--- Begin ---
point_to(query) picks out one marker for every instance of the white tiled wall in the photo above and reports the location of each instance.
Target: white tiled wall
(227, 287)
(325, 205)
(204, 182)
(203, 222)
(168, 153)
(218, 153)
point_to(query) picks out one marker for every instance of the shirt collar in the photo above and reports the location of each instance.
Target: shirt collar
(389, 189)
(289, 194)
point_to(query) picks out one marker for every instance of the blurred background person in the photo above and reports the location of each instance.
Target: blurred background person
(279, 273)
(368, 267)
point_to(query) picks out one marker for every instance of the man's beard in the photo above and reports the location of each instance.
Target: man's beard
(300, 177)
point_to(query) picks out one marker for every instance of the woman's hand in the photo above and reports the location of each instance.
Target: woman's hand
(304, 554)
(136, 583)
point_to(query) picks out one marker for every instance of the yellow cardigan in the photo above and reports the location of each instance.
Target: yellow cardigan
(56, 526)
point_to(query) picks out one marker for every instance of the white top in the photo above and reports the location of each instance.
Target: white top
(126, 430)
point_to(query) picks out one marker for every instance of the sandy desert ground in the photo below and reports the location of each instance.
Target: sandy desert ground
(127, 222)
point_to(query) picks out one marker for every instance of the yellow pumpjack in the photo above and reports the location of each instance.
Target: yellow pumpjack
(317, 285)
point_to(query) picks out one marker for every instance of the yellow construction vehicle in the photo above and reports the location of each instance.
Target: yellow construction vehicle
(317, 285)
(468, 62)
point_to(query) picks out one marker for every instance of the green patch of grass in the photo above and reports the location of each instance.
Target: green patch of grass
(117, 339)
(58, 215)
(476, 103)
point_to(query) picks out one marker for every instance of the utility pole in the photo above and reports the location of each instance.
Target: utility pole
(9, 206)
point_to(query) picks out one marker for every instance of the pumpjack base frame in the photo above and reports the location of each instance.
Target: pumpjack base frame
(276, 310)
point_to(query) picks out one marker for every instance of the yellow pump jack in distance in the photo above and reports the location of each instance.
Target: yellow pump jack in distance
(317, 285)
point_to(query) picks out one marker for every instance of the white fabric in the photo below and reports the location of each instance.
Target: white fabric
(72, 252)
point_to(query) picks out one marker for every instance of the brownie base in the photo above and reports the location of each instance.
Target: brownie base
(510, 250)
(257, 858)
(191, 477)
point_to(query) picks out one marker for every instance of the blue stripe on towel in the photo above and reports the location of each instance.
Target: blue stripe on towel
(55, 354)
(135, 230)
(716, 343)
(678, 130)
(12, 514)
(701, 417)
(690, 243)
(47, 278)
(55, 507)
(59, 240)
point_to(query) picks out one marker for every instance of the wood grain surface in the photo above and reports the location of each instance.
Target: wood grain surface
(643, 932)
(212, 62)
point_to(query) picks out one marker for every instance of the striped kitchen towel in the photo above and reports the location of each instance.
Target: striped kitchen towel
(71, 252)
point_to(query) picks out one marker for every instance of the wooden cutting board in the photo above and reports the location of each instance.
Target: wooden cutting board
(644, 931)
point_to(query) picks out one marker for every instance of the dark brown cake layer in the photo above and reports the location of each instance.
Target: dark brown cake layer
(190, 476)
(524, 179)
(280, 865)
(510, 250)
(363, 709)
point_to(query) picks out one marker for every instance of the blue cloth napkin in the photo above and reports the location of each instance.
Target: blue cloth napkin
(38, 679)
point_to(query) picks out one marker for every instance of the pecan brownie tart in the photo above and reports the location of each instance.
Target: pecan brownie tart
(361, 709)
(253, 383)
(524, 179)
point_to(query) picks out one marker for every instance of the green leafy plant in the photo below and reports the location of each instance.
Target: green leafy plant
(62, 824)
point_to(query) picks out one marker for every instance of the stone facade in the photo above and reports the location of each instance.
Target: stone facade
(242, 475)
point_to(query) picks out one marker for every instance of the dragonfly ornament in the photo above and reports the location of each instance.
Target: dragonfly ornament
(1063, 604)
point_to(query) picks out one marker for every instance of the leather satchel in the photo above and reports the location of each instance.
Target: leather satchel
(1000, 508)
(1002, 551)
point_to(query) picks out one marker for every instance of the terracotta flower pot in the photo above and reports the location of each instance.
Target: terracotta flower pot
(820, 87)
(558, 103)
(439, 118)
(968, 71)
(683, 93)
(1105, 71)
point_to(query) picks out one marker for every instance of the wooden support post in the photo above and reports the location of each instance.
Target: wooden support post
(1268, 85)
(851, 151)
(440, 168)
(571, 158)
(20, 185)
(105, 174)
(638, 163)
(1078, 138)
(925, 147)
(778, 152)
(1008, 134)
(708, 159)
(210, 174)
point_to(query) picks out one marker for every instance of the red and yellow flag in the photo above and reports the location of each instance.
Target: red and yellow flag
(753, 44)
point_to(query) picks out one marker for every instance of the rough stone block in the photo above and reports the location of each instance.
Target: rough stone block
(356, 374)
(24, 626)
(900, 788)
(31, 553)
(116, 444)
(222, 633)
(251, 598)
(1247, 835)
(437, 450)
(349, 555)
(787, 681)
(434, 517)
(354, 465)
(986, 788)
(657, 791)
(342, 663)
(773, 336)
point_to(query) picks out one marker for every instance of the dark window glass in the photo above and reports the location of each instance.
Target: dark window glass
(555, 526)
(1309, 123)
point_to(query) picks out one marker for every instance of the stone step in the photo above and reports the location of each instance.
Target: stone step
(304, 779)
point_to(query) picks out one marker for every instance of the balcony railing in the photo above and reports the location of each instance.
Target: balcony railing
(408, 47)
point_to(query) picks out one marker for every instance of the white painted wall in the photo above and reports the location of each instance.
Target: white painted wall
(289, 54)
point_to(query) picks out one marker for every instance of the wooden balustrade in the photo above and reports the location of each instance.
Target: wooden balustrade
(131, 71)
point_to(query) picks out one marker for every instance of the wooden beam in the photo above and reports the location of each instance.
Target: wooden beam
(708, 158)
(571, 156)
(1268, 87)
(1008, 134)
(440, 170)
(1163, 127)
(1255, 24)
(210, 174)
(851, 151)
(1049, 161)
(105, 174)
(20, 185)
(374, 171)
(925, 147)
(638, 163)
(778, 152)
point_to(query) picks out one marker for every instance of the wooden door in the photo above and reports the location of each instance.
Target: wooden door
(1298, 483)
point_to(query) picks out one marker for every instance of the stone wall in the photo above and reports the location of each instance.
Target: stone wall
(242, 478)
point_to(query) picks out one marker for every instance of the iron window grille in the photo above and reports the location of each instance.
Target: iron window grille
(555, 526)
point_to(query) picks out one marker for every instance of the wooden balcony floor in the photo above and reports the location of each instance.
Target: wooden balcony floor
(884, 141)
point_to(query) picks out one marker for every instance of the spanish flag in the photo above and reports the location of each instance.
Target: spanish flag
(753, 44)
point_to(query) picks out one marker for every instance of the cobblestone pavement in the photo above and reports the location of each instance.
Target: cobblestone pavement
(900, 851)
--- End ---
* WHAT NEEDS TO BE DONE:
Write the lines out exactly, from the one with "the wooden beam" down to the last line of the listing, and leave out all others.

* SOLUTION TO THIS EXERCISE:
point_to(query) picks out one marker for every instance of the wooden beam in the photo above and reports the location of each instance.
Target: wooden beam
(708, 158)
(571, 156)
(1268, 87)
(1008, 134)
(440, 170)
(1163, 127)
(1255, 24)
(210, 174)
(851, 151)
(1049, 161)
(105, 174)
(20, 185)
(374, 171)
(925, 147)
(638, 163)
(778, 152)
point_to(query) picks out one marker for every instance of the wooden door in the photo above and reports the location of each instance.
Target: wooden door
(1298, 483)
point_to(query) picks out one marker for every instance of the stone wall in the photo above and reports the location of each instance.
Target: stone wall
(242, 478)
point_to(query) picks out one marker for every instance of the iron window grille in the photo above and reports the location of each instance.
Target: iron window grille
(555, 526)
point_to(query) picks out one marker for every instance of the wooden balcony floor in the photo above and reports the location of each instance.
Target: wooden balcony floor
(884, 141)
point_to(query) picks out one marker for every instance of the spanish flag in the photo above and reports the location of each instance.
Target: spanish flag
(753, 44)
point_to(query) picks out one marker for every instance of the cobblestone pavement in the photo above and reports the location of each instance.
Target: cobblestone pavement
(900, 851)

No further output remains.